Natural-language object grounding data

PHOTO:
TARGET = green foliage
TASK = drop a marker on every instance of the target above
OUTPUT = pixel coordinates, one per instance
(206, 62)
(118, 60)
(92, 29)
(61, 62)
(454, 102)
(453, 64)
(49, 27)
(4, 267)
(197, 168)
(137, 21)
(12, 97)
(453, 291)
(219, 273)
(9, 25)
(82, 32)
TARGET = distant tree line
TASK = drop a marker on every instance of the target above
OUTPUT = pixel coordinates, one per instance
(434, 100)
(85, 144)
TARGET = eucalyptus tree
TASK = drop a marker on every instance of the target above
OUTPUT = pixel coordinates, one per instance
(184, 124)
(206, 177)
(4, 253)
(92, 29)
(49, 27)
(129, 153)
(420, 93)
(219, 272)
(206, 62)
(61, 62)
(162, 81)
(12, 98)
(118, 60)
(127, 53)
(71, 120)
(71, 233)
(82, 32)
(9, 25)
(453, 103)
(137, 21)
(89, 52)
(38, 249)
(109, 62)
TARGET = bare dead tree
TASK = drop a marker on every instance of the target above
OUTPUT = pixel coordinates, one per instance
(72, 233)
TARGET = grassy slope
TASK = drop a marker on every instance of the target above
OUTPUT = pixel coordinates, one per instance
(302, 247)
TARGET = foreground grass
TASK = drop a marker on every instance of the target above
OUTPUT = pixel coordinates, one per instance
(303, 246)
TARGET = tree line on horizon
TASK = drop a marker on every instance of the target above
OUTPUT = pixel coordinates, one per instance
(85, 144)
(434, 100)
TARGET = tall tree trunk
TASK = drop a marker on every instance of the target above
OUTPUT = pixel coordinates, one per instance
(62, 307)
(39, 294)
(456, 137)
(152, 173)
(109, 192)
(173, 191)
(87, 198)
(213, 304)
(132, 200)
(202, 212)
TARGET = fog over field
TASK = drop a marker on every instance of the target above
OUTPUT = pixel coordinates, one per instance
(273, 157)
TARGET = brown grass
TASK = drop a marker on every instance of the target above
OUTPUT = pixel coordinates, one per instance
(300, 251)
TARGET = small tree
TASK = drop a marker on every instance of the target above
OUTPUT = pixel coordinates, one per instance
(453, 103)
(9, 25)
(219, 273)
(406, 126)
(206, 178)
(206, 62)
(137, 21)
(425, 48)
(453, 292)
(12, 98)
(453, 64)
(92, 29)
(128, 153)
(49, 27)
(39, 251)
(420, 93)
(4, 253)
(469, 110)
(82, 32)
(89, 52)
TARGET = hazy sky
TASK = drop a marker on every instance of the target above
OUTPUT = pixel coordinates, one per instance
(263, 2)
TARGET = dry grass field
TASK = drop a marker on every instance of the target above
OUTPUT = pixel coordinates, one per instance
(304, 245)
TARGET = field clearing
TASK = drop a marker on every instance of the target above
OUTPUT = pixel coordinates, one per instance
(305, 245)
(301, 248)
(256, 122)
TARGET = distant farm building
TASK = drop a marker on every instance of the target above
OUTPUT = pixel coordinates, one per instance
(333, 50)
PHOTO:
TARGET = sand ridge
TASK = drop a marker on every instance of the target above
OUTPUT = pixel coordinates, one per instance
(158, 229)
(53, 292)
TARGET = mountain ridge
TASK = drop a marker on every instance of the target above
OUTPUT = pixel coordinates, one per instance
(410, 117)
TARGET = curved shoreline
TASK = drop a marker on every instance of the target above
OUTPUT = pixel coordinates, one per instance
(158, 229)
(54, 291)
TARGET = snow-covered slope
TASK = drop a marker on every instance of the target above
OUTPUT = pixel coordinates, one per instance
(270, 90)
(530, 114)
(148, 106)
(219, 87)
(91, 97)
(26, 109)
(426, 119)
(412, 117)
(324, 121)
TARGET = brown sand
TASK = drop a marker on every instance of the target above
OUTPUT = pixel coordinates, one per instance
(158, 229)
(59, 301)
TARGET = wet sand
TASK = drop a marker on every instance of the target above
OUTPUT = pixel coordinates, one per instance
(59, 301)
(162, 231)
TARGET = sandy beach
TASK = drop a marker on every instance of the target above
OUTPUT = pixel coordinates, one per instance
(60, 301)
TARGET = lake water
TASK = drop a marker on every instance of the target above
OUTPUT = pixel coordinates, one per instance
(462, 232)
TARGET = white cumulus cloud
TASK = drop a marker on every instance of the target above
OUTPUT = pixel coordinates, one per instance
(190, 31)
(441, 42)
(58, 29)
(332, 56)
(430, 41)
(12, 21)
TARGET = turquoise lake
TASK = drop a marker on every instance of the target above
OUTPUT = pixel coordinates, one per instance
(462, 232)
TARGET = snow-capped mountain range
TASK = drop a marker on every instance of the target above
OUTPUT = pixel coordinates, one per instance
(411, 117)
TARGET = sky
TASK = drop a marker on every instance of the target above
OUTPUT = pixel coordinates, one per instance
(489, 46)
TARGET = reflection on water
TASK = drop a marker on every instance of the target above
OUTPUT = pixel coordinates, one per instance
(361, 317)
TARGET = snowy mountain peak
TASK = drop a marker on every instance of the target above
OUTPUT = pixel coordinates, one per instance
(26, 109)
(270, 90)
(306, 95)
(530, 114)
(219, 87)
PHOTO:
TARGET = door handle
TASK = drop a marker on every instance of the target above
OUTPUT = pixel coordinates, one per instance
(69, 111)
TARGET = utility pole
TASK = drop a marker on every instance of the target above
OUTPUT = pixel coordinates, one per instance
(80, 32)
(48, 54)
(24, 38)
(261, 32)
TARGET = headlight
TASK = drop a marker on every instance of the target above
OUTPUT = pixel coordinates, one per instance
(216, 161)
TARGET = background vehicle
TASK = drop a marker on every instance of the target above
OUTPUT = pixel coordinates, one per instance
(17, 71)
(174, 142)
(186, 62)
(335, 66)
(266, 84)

WORK ORDER: If a line in the records holds the string "water", copy it.

EXPECTED OUTPUT:
TARGET = lake water
TARGET = reflection on water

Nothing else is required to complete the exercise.